= Provided text =
★ ★ ★ ★ ★ ★ ★

Think Globally, Source Locally
I need to buy some vitamins.
There’s a pharmacy around the corner run by Claudia and Sofia and they are lovely, but my Portuguese is still limited and pharmacies are a little different here. The pricing is on the shelves and in some stores the price is above and sometimes below and that particular shop is so small that I feel I can’t just walk in—I’m going to need to buy something, even if it’s something I don’t want or need.
The prices are probably the same as the bigger pharmacies. Or near enough. But frankly, it’s hard comparing labels in Portuguese. It takes time and focus, something that’s a bit hard for me when I’m feeling self-conscious and intimidated in a store. Even the most welcoming of stores.

★ ★ ★ ★ ★ ★ ★

= Exercise set =
• a. In the piece about buying vitamins at a neighborhood pharmacy, translate this sentence into Spanish: "The prices are probably the same as the bigger pharmacies."
• b. Please carry the piece about buying vitamins at a neighborhood pharmacy forward from its last paragraph.

= Source material =
★ ★ ★ ★ ★ ★ ★

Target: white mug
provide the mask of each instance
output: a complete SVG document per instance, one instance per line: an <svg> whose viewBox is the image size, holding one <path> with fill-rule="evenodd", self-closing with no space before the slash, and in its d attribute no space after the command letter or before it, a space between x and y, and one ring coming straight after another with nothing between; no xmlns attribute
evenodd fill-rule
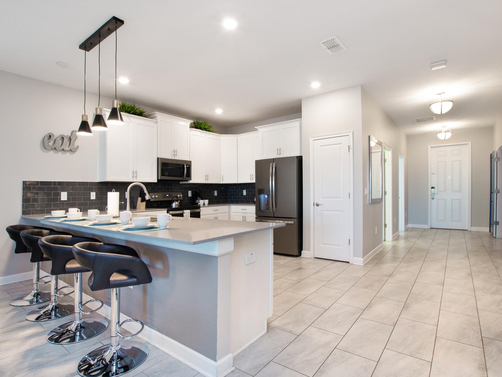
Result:
<svg viewBox="0 0 502 377"><path fill-rule="evenodd" d="M173 219L173 215L168 213L161 213L157 215L157 225L161 229L167 228L167 224Z"/></svg>
<svg viewBox="0 0 502 377"><path fill-rule="evenodd" d="M96 215L99 214L99 210L89 210L87 211L87 216L89 217L89 220L95 220Z"/></svg>
<svg viewBox="0 0 502 377"><path fill-rule="evenodd" d="M126 225L126 224L129 224L129 222L131 221L131 218L133 217L133 214L132 212L128 212L127 211L123 211L120 212L120 222L122 224Z"/></svg>

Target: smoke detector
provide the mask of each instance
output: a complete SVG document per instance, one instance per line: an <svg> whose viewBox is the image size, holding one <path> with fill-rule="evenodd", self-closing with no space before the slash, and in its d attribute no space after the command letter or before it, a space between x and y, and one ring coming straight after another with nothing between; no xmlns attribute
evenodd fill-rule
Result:
<svg viewBox="0 0 502 377"><path fill-rule="evenodd" d="M336 36L325 39L324 41L321 41L319 44L324 47L324 49L330 55L347 49L347 48L343 45L343 44L340 41Z"/></svg>
<svg viewBox="0 0 502 377"><path fill-rule="evenodd" d="M436 117L424 117L423 118L416 118L415 119L415 123L420 123L421 122L429 122L430 121L435 121Z"/></svg>

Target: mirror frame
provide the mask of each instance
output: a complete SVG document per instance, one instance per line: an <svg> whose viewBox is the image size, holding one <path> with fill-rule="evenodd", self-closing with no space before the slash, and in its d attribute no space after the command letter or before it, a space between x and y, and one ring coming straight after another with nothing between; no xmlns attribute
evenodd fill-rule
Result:
<svg viewBox="0 0 502 377"><path fill-rule="evenodd" d="M372 177L371 176L371 142L374 142L375 143L378 144L381 147L382 147L382 161L381 162L381 165L382 166L382 168L380 169L380 191L382 193L382 196L380 198L374 198L371 199L371 192L373 190L373 185L372 184ZM371 135L368 138L368 157L369 159L369 192L368 195L369 196L369 203L380 203L382 201L382 198L383 197L383 189L384 189L384 143L380 141L379 140L375 137L373 137Z"/></svg>

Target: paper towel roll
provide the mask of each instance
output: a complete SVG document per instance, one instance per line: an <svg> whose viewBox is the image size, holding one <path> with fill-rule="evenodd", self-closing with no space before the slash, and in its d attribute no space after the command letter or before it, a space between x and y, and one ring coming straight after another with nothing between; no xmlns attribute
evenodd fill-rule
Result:
<svg viewBox="0 0 502 377"><path fill-rule="evenodd" d="M115 190L108 193L108 206L106 212L109 215L118 216L120 212L118 210L118 196L120 193L115 193Z"/></svg>

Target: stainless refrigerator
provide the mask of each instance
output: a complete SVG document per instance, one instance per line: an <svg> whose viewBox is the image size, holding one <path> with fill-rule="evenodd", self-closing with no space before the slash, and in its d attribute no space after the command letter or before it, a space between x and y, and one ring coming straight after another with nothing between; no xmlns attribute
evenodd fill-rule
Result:
<svg viewBox="0 0 502 377"><path fill-rule="evenodd" d="M256 221L283 223L274 230L274 252L301 255L302 226L302 156L257 160Z"/></svg>

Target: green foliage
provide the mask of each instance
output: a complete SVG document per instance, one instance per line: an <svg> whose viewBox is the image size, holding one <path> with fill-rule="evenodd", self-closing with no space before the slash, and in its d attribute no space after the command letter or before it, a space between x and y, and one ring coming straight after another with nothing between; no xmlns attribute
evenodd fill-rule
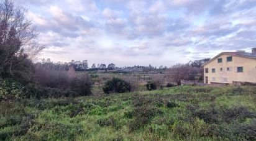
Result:
<svg viewBox="0 0 256 141"><path fill-rule="evenodd" d="M255 89L183 86L2 101L0 140L255 140Z"/></svg>
<svg viewBox="0 0 256 141"><path fill-rule="evenodd" d="M174 86L175 86L175 85L173 84L172 84L172 83L167 83L167 87L174 87Z"/></svg>
<svg viewBox="0 0 256 141"><path fill-rule="evenodd" d="M146 84L147 89L149 91L152 91L157 89L157 85L155 82L148 82Z"/></svg>
<svg viewBox="0 0 256 141"><path fill-rule="evenodd" d="M25 94L25 88L12 79L5 79L0 82L0 100L22 99Z"/></svg>
<svg viewBox="0 0 256 141"><path fill-rule="evenodd" d="M123 93L130 91L132 86L130 83L117 78L113 78L107 81L103 87L105 93Z"/></svg>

★ ★ ★ ★ ★ ★ ★

= Outputs for the tasks =
• a. Los precios probablemente son los mismos que en las farmacias más grandes.

• b.
My friend em has no trouble walking up to a pharmacist in any country and talking symptoms and asking for recommendations. I will wander around for two hours rather than ask someone for directions. I will knowingly allow the Uber driver drop me off in the wrong spot without a word, tip in cash, and leave a five-star review. Until I know you, eye contact is extremely limited.
That’s just the way I roll.
On square wheels.
It’s easier for me to jump onto Amazon Spain, order what I need, and have it delivered to my door in a couple of days.
It’s a pattern that we expats fall into because it helps us avoid the discomfort of not knowing, of having to ask in our halting Portuguese or hope that the person we are asking speaks English. It is more convenient than trekking store to store in the hope of finding what we need, especially when success isn’t guaranteed.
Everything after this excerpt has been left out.